━━━ Given records
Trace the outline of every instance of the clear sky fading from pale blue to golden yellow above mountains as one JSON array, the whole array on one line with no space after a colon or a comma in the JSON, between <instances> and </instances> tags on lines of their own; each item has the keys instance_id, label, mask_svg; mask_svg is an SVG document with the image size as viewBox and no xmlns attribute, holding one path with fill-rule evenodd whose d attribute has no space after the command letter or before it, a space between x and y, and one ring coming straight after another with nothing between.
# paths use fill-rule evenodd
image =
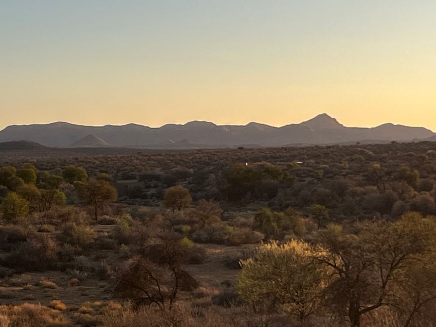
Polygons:
<instances>
[{"instance_id":1,"label":"clear sky fading from pale blue to golden yellow above mountains","mask_svg":"<svg viewBox=\"0 0 436 327\"><path fill-rule=\"evenodd\" d=\"M436 2L0 1L0 128L320 113L436 131Z\"/></svg>"}]
</instances>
━━━━━━
A faithful reproduction of every entry, with no pictures, is the expected answer.

Trace the outline of every instance of the clear sky fading from pale blue to golden yellow above mountains as one JSON array, the whole array on one line with no space after a colon or a comma in the JSON, between <instances> and </instances> tags on lines of their own; each item has the keys instance_id, label, mask_svg; mask_svg is an SVG document with the image size as viewBox and no xmlns attribute, holding one path with fill-rule evenodd whose d attribute has no space after the command letter or before it, a space between x and y, and one ring coming straight after another with nothing between.
# paths use fill-rule evenodd
image =
Polygons:
<instances>
[{"instance_id":1,"label":"clear sky fading from pale blue to golden yellow above mountains","mask_svg":"<svg viewBox=\"0 0 436 327\"><path fill-rule=\"evenodd\" d=\"M436 2L0 1L0 128L320 113L436 131Z\"/></svg>"}]
</instances>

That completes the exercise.